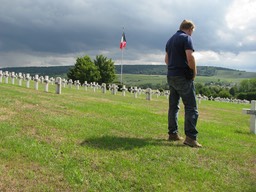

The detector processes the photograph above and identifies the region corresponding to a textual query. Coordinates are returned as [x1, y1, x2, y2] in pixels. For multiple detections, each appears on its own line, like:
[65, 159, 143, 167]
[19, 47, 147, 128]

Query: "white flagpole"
[120, 49, 124, 85]
[120, 27, 124, 85]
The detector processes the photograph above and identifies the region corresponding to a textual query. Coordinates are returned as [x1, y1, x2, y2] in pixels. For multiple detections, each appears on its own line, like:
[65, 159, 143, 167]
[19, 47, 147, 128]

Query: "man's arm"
[186, 50, 197, 80]
[164, 52, 169, 65]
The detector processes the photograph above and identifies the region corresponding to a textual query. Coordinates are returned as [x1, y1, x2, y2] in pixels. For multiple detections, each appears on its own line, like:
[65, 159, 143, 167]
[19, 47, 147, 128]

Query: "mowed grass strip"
[0, 84, 256, 192]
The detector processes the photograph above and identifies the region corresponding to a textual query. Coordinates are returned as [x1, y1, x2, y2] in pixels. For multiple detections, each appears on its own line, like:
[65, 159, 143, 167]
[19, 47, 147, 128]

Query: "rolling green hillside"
[0, 65, 256, 78]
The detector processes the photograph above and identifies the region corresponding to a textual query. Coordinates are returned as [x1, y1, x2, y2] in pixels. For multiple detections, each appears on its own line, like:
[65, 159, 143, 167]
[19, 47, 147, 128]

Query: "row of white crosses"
[243, 100, 256, 134]
[0, 70, 61, 94]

┄┄┄┄┄┄┄┄┄┄

**Work instructions**
Replace every "photograph" with "image" in all the entries above, and leave everything else unchanged. Do not include the pictures in your answer.

**Solution to this task**
The detector processes the image above and identifies the region corresponding to a textual query. Coordinates are returned as [x1, y1, x2, y2] in pixels. For multiple detections, each appears on its own line, like:
[65, 159, 143, 167]
[19, 47, 147, 128]

Query: "white flagpole"
[120, 49, 124, 85]
[120, 27, 124, 85]
The detector processes the image above and identifies the region corresponding to a textual query. Coordinates are returned as [x1, y1, x2, y2] in pixels. For multiple detections, each appears on its own line, like:
[65, 159, 143, 167]
[19, 47, 147, 128]

Query: "man's arm"
[186, 50, 197, 80]
[164, 52, 169, 65]
The detector processes the image above and identifies the region corresponding to a textual query. Coordinates are returned as [x1, y1, x2, y2] in pixels. For multiple detections, each appears on its own line, like:
[65, 159, 143, 167]
[19, 47, 147, 128]

Query: "mowed grass strip"
[0, 84, 256, 192]
The detector processes the image above and identifies the region corresponding to a textual query. Coordinates are returned as [x1, y1, x2, y2] in pixels. For multiple detections, each appears on its own line, like:
[65, 159, 143, 167]
[19, 47, 147, 128]

Query: "rolling green hillside"
[0, 65, 256, 78]
The detector processes the image above and identifies the region corresponding to a textual query. Coordinates are returned as [x1, y1, x2, y2] in pixels. For multiple detections, each appears on its own line, like:
[65, 159, 143, 167]
[19, 47, 147, 128]

Query: "row of white crosses"
[243, 100, 256, 134]
[0, 70, 61, 94]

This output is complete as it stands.